Source document:
-- -- --

Refactoring and linting especially polydiv

- Replace `altP eqP` and `altP (_ =P _)` with `eqVneq`:
  The improved `eqVneq` lemma (#351) is redesigned as a comparison predicate and
  introduces a hypothesis in the form of `x != y` in the second case. Thus,
  `case: (altP eqP)`, `case: (altP (x =P _))` and `case: (altP (x =P y))` idioms
  can be replaced with `case: eqVneq`, `case: (eqVneq x)` and
  `case: (eqVneq x y)` respectively. This replacement slightly simplifies and
  reduces proof scripts.
- use `have [] :=` rather than `case` if it is better.
- `by apply:` -> `exact:`.
- `apply/lem1; apply/lem2` or `apply: lem1; apply: lem2` -> `apply/lem1/lem2`.
- `move/lem1; move/lem2` -> `move/lem1/lem2`.
- Remove `GRing.` prefix if applicable.
- `negbTE` -> `negPf`, `eq_refl` -> `eqxx` and `sym_equal` -> `esym`.

5 files changed, 18 insertions, 20 deletions

diff --git a/mathcomp/solvable/abelian.v b/mathcomp/solvable/abelian.v
index bfdafae..5f93277 100644
--- a/mathcomp/solvable/abelian.v
+++ b/mathcomp/solvable/abelian.v
@@ -182,8 +182,8 @@ Qed.
 
 Lemma Mho_p_elt (p : nat) x : x \in A -> p.-elt x -> x ^+ (p ^ n) \in Mho.
 Proof.
-move=> Ax p_x; case: (eqVneq x 1) => [-> | ntx]; first by rewrite groupX.
-by apply: mem_gen; apply/imsetP; exists x; rewrite ?inE ?Ax (pdiv_p_elt p_x).
+move=> Ax p_x; have [-> | ntx] := eqVneq x 1; first by rewrite groupX.
+by apply/mem_gen/imsetP; exists x; rewrite ?inE ?Ax (pdiv_p_elt p_x).
 Qed.
 
 End Functors.
@@ -572,7 +572,7 @@ Lemma TIp1ElemP p A X Y :
 Proof.
 move=> EpX EpY; have p_pr := pnElem_prime EpX.
 have [oX oY] := (card_p1Elem EpX, card_p1Elem EpY).
-have [<- |] := altP eqP.
+have [<-|] := eqVneq.
   by right=> X1; rewrite -oX -(setIid X) X1 cards1 in p_pr.
 by rewrite eqEcard oX oY leqnn andbT; left; rewrite prime_TIg ?oX.
 Qed.

-- -- --

(Image outline annotation entries)

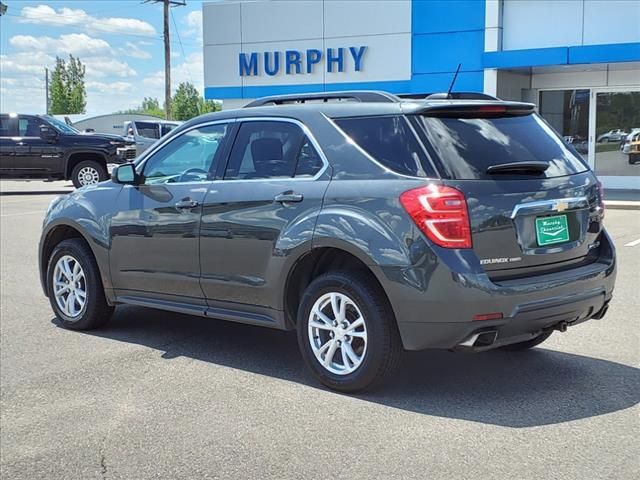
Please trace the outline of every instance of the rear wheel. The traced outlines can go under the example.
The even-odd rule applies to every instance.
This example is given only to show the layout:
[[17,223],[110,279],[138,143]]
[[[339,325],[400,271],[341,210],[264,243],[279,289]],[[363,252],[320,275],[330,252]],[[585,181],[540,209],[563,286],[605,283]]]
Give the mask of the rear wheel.
[[71,181],[76,188],[103,182],[108,178],[107,169],[93,160],[78,163],[71,172]]
[[64,240],[53,249],[47,288],[51,307],[65,328],[90,330],[111,318],[113,307],[107,304],[98,266],[83,240]]
[[355,392],[380,383],[398,364],[402,346],[393,312],[366,274],[330,272],[305,290],[298,345],[318,379]]
[[540,345],[547,338],[549,338],[552,333],[553,332],[541,333],[537,337],[534,337],[531,340],[527,340],[526,342],[512,343],[511,345],[505,345],[502,348],[504,350],[511,350],[511,351],[529,350],[530,348]]

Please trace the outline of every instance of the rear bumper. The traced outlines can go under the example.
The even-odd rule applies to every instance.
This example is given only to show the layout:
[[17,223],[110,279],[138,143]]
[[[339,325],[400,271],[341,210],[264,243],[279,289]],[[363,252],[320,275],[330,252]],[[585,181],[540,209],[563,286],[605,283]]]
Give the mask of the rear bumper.
[[[456,273],[441,261],[431,262],[408,269],[382,268],[406,350],[488,350],[601,318],[616,276],[615,253],[606,233],[597,262],[526,279],[493,283],[484,273]],[[473,320],[487,313],[501,313],[503,318]],[[483,342],[491,335],[473,341],[476,333],[494,331],[491,342]]]

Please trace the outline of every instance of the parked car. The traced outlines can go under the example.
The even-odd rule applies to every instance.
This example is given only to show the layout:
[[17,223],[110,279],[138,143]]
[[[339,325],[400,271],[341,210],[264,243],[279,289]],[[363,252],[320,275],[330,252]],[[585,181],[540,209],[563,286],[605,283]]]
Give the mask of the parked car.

-- -- --

Given task:
Please carry on the refactoring commit diff above, picking up after its last line.

Result for this task:
@@ -668,7 +668,7 @@ Proof.
 apply/setP=> E; rewrite inE in_setI; apply: andb_id2l => /pElemP[sEG abelE].
 apply/idP/nElemP=> [|[q]]; first by exists p; rewrite !inE sEG abelE.
 rewrite !inE -2!andbA => /and4P[_ /pgroupP qE _].
-case: (eqVneq E 1%G) => [-> | ]; first by rewrite cards1 !logn1.
+have [->|] := eqVneq E 1%G; first by rewrite cards1 !logn1.
 case/(pgroup_pdiv (abelem_pgroup abelE)) => p_pr pE _.
 by rewrite (eqnP (qE p p_pr pE)).
 Qed.
@@ -1166,7 +1166,7 @@ Qed.
 Lemma OhmE p G : p.-group G -> 'Ohm_n(G) = <<'Ldiv_(p ^ n)(G)>>.
 Proof.
 move=> pG; congr <<_>>; apply/setP=> x; rewrite !inE; apply: andb_id2l => Gx.
-case: (eqVneq x 1) => [-> | ntx]; first by rewrite !expg1n.
+have [-> | ntx] := eqVneq x 1; first by rewrite !expg1n.
 by rewrite (pdiv_p_elt (mem_p_elt pG Gx)).
 Qed.
 
@@ -1468,9 +1468,8 @@ Lemma cyclic_pgroup_dprod_trivg p A B C :
 Proof.
 move=> pC cycC; case/cyclicP: cycC pC => x ->{C} pC defC.
 case/dprodP: defC => [] [G H -> ->{A B}] defC _ tiGH; rewrite -defC.
-case: (eqVneq <[x]> 1) => [|ntC].
-  move/trivgP; rewrite -defC mulG_subG => /andP[/trivgP-> _].
-  by rewrite mul1g; left.
+have [/trivgP | ntC] := eqVneq <[x]> 1.
+  by rewrite -defC mulG_subG => /andP[/trivgP-> _]; rewrite mul1g; left.
 have [pr_p _ _] := pgroup_pdiv pC ntC; pose K := 'Ohm_1(<[x]>).
 have prK : prime #|K| by rewrite (Ohm1_cyclic_pgroup_prime _ pC) ?cycle_cyclic.
 case: (prime_subgroupVti G prK) => [sKG |]; last first.
@@ -1842,7 +1841,7 @@ Qed.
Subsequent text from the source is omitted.